## Teks Bacaan
Duta Nusantara Merdeka | London
Delegasi Mahkamah Agung RI yang terdiri dari YM Ketua Kamar Perdata I Gusti Agung Sumanatha, SH., MH , Kepala Biro Hukum dan Humas, BUA MARI Dr. Sobandi, SH., MH dan Staf Khusus Ketua Mahkamah Agung RI Dr Aria Suyudi, SH., LLM berpartisipasi dalam kunjungan kerja Reformasi Sistem Peradilan Terpadu Berbasis Teknologi Informasi dan Reformasi Ekonomi ke London, 16-19 September 2024 lalu.
Kunjungan ini merupakan inisiatif Kementerian Koordinator Bidang Politik, Hukum dan Hak Asasi Manusia (Kemenko Polhukkam) dalam rangka koordinasi dua agenda prioritas nasional, yaitu Sistem Peradilan Pidana Terpadu Berbasis Teknologi Informasi (SPPT-TI) dan Reformasi Hukum Ekonomi.

## Tugas 1
Tukar "prioritas" dengan "utama" pada teks tentang kunjungan delegasi Mahkamah Agung ke London, lalu tulis kembali bagian antara "Kunjungan ini merupakan" dan "Reformasi Hukum Ekonomi.", termasuk keduanya.
## Tugas 2
Menurut teks tentang kunjungan delegasi Mahkamah Agung ke London, pada tanggal berapa kunjungan kerja itu berlangsung?
## Tugas 3
Tulis lanjutan teks tentang kunjungan delegasi Mahkamah Agung ke London.

## Data
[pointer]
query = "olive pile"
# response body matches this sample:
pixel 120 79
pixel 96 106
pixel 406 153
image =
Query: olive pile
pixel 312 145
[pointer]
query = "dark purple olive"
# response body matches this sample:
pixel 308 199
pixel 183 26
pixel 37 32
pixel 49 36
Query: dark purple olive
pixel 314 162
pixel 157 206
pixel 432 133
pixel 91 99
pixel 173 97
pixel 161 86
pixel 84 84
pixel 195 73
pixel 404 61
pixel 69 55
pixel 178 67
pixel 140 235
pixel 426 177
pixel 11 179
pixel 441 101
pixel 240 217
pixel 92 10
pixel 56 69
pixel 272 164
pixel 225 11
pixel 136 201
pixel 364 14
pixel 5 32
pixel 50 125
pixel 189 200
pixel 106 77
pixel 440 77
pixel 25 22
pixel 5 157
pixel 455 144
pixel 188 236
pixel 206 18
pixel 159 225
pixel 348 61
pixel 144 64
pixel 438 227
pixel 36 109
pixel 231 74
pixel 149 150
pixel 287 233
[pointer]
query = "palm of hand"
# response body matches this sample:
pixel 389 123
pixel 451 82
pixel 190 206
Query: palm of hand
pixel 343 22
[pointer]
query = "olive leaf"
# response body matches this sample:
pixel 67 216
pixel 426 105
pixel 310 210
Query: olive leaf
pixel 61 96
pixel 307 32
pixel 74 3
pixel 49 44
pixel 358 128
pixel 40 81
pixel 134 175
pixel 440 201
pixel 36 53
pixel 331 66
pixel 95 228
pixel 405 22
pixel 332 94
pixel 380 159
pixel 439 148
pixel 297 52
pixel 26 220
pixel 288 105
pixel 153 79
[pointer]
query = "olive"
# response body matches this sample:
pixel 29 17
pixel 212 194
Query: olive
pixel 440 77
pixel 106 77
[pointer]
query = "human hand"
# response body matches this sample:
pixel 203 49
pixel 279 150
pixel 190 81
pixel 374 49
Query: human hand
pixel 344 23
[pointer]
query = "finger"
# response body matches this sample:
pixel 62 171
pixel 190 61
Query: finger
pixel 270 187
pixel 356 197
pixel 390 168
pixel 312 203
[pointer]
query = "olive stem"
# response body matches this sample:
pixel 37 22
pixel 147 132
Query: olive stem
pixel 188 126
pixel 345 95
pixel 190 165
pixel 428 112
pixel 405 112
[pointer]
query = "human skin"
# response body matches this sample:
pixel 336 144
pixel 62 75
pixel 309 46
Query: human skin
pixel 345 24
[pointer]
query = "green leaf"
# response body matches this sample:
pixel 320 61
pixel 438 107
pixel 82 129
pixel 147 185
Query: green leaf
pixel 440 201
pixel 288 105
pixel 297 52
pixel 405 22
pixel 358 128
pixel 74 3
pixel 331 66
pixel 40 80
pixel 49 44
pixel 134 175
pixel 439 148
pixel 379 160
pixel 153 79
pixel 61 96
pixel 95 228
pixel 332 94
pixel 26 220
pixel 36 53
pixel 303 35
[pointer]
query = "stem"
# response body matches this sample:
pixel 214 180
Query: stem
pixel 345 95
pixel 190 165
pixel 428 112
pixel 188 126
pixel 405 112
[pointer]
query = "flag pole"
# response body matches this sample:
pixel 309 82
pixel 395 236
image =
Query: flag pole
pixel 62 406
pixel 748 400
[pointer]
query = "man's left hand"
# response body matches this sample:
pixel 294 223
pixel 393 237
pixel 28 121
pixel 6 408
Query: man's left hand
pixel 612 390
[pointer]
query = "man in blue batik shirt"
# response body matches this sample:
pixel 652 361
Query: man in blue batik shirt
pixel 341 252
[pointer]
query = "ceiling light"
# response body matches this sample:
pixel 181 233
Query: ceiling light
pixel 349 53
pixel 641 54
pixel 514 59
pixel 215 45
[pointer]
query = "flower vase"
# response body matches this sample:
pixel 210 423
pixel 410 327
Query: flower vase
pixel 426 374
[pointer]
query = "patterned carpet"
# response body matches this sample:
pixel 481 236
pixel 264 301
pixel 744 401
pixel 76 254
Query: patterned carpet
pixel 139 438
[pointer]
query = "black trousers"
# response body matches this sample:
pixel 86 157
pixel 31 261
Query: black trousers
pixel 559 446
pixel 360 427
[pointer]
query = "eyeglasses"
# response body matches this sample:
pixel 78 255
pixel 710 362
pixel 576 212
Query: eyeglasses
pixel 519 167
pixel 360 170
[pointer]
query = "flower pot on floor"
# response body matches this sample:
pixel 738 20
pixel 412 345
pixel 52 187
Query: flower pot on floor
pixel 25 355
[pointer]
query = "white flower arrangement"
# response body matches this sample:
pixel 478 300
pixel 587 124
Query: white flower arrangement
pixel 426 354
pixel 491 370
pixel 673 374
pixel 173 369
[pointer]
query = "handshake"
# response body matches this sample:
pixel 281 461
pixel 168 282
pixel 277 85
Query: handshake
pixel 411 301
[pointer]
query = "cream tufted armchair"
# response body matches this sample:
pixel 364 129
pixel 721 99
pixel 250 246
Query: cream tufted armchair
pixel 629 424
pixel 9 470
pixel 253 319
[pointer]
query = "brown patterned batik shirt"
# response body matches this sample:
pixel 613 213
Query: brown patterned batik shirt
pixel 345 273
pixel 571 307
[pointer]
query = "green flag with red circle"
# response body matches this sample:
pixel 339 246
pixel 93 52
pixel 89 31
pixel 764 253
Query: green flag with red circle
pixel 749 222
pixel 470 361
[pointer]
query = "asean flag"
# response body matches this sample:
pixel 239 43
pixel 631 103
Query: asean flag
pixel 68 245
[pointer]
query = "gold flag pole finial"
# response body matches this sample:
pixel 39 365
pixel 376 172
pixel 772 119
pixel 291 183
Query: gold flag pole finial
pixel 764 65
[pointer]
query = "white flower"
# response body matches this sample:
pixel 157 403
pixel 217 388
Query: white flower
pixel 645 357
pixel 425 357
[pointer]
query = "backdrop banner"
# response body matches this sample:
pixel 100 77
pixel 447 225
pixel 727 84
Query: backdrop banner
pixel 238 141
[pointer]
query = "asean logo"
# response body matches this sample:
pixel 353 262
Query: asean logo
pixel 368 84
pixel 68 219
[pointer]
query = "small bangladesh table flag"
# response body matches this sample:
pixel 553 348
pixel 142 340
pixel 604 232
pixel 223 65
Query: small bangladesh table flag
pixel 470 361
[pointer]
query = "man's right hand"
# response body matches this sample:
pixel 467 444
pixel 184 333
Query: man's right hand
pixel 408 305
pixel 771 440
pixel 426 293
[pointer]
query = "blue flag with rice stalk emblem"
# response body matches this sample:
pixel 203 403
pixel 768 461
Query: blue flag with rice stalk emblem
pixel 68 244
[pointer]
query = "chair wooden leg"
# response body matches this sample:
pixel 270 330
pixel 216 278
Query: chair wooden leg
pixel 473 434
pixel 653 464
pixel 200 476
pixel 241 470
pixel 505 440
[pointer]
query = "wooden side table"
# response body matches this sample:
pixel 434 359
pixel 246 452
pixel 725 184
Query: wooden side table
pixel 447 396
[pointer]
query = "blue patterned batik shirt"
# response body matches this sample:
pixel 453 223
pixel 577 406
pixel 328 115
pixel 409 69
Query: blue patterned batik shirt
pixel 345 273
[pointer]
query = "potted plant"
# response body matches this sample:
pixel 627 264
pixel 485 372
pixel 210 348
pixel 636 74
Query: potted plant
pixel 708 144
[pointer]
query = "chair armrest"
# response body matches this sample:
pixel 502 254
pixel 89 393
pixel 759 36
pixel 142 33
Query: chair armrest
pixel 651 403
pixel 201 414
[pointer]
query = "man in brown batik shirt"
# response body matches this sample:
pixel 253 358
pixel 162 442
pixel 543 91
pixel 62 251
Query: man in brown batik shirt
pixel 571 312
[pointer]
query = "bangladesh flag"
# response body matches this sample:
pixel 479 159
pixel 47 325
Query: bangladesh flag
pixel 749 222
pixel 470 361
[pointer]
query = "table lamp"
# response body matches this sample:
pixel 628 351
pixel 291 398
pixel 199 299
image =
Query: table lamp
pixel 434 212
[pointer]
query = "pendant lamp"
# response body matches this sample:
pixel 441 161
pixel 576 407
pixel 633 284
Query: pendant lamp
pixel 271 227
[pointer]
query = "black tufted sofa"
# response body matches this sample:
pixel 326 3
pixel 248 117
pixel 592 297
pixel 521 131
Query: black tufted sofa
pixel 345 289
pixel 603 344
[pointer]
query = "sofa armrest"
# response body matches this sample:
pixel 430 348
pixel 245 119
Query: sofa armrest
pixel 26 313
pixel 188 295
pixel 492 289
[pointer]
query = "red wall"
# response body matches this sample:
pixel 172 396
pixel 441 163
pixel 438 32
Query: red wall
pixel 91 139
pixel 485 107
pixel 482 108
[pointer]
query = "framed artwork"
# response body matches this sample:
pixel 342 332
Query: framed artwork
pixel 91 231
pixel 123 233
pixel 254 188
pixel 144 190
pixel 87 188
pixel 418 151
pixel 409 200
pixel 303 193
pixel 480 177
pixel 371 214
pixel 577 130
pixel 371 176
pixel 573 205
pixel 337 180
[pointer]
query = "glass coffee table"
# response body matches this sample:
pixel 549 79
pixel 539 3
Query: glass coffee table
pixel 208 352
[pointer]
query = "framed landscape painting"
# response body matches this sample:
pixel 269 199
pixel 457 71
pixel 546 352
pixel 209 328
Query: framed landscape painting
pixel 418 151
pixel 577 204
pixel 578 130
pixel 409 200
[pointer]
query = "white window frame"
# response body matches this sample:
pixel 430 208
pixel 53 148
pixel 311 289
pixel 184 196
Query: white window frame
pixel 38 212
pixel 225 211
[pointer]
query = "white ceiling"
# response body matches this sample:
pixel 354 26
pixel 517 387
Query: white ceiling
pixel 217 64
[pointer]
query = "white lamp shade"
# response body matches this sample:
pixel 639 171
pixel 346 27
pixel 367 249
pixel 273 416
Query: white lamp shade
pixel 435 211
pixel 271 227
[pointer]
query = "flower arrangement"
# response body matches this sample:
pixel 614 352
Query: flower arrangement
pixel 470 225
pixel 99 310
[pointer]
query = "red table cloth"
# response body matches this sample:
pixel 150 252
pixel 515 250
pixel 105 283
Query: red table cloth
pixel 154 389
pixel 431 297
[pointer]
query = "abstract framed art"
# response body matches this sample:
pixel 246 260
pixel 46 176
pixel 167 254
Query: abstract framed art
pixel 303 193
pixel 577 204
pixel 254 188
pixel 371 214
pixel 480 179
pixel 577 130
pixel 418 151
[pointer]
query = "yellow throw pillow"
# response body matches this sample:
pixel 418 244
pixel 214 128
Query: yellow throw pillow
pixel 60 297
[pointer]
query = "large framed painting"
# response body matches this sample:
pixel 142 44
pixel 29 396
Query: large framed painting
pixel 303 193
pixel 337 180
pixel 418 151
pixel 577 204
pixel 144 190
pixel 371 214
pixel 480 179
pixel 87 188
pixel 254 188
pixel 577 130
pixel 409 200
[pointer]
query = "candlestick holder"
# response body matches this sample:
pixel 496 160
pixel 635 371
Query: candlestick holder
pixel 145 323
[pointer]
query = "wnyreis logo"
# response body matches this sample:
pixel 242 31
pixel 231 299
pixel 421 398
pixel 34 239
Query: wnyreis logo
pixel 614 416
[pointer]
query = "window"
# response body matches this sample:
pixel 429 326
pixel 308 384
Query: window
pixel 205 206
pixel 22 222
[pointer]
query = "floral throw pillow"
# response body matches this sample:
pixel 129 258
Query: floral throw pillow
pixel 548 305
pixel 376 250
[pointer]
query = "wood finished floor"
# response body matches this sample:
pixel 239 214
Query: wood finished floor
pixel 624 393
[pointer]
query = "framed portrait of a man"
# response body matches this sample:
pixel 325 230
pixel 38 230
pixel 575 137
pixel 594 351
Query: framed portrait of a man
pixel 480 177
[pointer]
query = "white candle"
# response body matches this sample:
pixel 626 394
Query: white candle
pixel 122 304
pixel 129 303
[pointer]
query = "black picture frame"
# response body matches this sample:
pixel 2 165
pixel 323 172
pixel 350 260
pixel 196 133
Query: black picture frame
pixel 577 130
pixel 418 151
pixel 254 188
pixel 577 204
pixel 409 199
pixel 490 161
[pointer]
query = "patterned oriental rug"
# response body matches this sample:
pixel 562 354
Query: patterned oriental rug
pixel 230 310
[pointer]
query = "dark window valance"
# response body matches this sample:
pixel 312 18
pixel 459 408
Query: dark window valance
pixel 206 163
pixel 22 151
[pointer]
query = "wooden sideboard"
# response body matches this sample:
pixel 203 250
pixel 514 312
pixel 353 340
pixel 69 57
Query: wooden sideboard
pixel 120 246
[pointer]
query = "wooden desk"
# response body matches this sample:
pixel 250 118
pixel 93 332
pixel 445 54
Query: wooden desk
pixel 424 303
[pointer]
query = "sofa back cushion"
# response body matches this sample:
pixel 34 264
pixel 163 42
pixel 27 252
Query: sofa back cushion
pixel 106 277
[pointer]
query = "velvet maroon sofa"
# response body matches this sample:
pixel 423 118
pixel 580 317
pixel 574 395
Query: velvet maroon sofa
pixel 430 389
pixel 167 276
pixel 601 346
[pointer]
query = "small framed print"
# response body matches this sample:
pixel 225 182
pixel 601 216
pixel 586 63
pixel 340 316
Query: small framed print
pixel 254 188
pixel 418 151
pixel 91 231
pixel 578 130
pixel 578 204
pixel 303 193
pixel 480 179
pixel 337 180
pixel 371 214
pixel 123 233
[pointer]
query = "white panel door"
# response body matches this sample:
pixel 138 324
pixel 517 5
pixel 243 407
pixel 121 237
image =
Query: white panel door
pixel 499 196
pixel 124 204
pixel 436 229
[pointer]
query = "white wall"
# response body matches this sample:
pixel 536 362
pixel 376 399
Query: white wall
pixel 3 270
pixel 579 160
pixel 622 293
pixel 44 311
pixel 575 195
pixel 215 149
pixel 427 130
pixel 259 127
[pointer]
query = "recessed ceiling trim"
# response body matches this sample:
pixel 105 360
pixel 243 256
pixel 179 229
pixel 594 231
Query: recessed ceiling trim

## Hasil Tugas 1
Kunjungan ini merupakan inisiatif Kementerian Koordinator Bidang Politik, Hukum dan Hak Asasi Manusia (Kemenko Polhukkam) dalam rangka koordinasi dua agenda utama nasional, yaitu Sistem Peradilan Pidana Terpadu Berbasis Teknologi Informasi (SPPT-TI) dan Reformasi Hukum Ekonomi.

## Hasil Tugas 2
16-19 September 2024.

## Hasil Tugas 3
Delegasi SPPT-TI dipimpin oleh Brigjen (Pol) Moh. Syafrial, Sekretaris Deputy Koordinasi BIdang Hukum dan HAM Kemenko Polhukkam, sementara delegasi Hukum Internasional dipimpin oleh Brigjen (TNI) Dr. Arudji Anwar, plh Deputy Bidang Koordinasi Hukum dan HAM dan Asdep Bidang Koordinasi Hukum Internasional.
Selain Mahkamah Agung RI hadir juga perwakilan Kementerian/ Lembaga yang terdiri dari perwakilan dari Kejaksaan Agung RI, Kepolisian RI, dan Direktorat Jenderal Pemasyarakatan Kemenkumham RI untuk agenda SPPT-TI, serta perwakilan dari Direktorat Jenderal AHU Kemenkumham.
Kunjungan SPPT-TI
Criminal Justice Delivery Dashboard
Kunjungan SPPT-TI difokuskan untuk mempelajari Criminal Justice Delivery Dashboard (CJS Delivery Dashboard) (https://criminal-justice-delivery-data-dashboards.justice.gov.uk/).
Diskusi tentang CJS Delivery Dashboard dipusatkan di Ministry of Justice Inggris dengan menghadirkan nara sumber dari berbagai satuan kerja, seperti dari Kantor Penuntut Umum, Kantor Pengadilan dan pihak relevan lainnya.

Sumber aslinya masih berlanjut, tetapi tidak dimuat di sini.